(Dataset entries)

━━━━━━

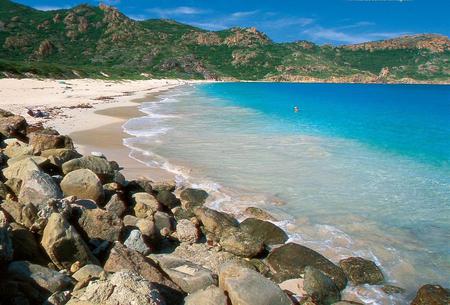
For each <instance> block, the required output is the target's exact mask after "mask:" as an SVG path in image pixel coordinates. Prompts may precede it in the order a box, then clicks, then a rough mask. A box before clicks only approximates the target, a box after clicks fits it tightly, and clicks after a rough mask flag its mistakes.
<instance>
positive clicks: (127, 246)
mask: <svg viewBox="0 0 450 305" xmlns="http://www.w3.org/2000/svg"><path fill="white" fill-rule="evenodd" d="M123 244H124V245H125V246H126V247H127V248H129V249H132V250H135V251H137V252H139V253H141V254H142V255H148V254H150V252H151V250H150V248H149V247H148V246H147V245H146V244H145V241H144V238H143V237H142V233H141V231H139V230H132V231H131V232H130V235H128V238H127V239H126V240H125V242H124V243H123Z"/></svg>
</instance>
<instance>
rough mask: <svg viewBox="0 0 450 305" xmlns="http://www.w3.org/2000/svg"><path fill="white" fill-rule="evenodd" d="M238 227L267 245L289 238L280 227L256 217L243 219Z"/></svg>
mask: <svg viewBox="0 0 450 305" xmlns="http://www.w3.org/2000/svg"><path fill="white" fill-rule="evenodd" d="M240 227H241V229H242V230H243V231H245V232H247V233H249V234H250V235H252V236H254V237H256V238H258V239H260V240H262V241H263V242H264V244H265V245H267V246H272V245H277V244H284V243H285V242H286V241H287V240H288V238H289V237H288V236H287V234H286V233H285V232H284V231H283V230H282V229H280V228H279V227H277V226H276V225H274V224H273V223H271V222H268V221H263V220H259V219H256V218H247V219H245V220H244V221H243V222H241V224H240Z"/></svg>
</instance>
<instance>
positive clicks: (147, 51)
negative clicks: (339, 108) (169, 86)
mask: <svg viewBox="0 0 450 305" xmlns="http://www.w3.org/2000/svg"><path fill="white" fill-rule="evenodd" d="M33 75H39V76H46V77H63V78H74V77H110V78H143V77H176V78H186V79H190V78H196V79H225V80H227V79H238V80H273V81H308V80H312V81H317V80H323V81H361V82H383V81H390V82H392V81H394V82H395V81H402V82H412V81H425V82H449V81H450V41H449V39H448V37H446V36H440V35H431V34H428V35H416V36H405V37H400V38H397V39H392V40H386V41H381V42H372V43H366V44H360V45H353V46H341V47H333V46H328V45H327V46H318V45H315V44H313V43H309V42H306V41H300V42H296V43H274V42H273V41H272V40H271V39H270V38H269V37H267V36H266V35H265V34H263V33H261V32H259V31H257V30H256V29H254V28H245V29H244V28H233V29H229V30H224V31H218V32H212V31H206V30H202V29H199V28H196V27H192V26H189V25H185V24H181V23H178V22H175V21H171V20H156V19H152V20H146V21H134V20H131V19H129V18H127V17H126V16H125V15H123V14H122V13H120V12H119V11H117V10H116V9H114V8H112V7H108V6H104V5H101V6H99V7H92V6H87V5H81V6H77V7H74V8H72V9H69V10H58V11H38V10H35V9H32V8H29V7H26V6H23V5H19V4H16V3H13V2H11V1H8V0H0V77H11V76H33Z"/></svg>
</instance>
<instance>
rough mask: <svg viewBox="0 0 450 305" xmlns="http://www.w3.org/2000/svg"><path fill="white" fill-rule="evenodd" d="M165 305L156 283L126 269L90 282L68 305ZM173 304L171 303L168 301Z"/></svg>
mask: <svg viewBox="0 0 450 305" xmlns="http://www.w3.org/2000/svg"><path fill="white" fill-rule="evenodd" d="M119 304H120V305H141V304H142V305H143V304H148V305H165V304H166V303H165V302H164V299H163V297H162V296H161V295H160V292H159V291H158V289H157V287H156V285H154V284H153V283H151V282H150V281H148V280H146V279H145V278H143V277H142V276H139V275H138V274H136V273H133V272H130V271H127V270H124V271H120V272H117V273H115V274H112V275H111V276H109V277H108V279H107V280H104V281H102V280H99V281H93V282H90V283H89V285H88V286H87V287H86V289H85V290H84V291H81V293H80V294H78V293H75V296H74V297H73V298H72V299H71V300H70V301H69V302H68V303H67V305H119ZM167 304H171V303H167Z"/></svg>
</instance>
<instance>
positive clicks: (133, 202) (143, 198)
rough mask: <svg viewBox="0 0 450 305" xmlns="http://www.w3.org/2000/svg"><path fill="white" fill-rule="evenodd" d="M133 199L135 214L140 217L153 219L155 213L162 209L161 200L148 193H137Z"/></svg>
mask: <svg viewBox="0 0 450 305" xmlns="http://www.w3.org/2000/svg"><path fill="white" fill-rule="evenodd" d="M132 199H133V203H134V206H133V210H134V214H135V215H136V217H138V218H144V219H145V218H147V219H153V214H155V213H156V212H157V211H160V210H161V206H160V204H159V202H158V201H157V200H156V199H155V197H153V196H152V195H150V194H148V193H143V192H141V193H136V194H134V195H133V196H132Z"/></svg>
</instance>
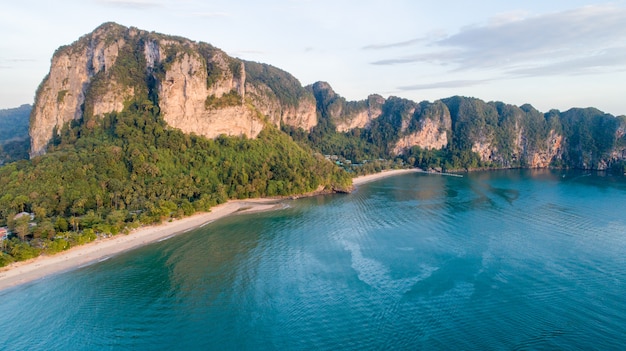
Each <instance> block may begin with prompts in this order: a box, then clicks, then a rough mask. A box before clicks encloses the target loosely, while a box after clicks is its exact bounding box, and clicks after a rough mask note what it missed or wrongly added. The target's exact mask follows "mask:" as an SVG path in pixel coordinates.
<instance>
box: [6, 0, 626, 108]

━━━━━━

## WORK TO COMPLETE:
For each line in the entries that holds "target", return that line.

## EXERCISE RESPONSE:
For each <instance> block, the required output is the target's exact mask after "mask:" as an SVG path in image pixel coordinates. Prompts may precede it in the order a box, then clicks, then a rough mask. A box before clicks only approximates the target, a box after clicks fits it tightly, and clicks after a rough mask flag its mistakes.
Each <instance> block may begin with prompts in this order: a box, then clicks, then a rough mask. A box before clicks encloses the target loosely, while a box after clicks is its exact bounding box, and clicks after a rough mask note what it missed or wrongly added. The target's exact mask follows "mask:" as an SVG path in pixel coordinates.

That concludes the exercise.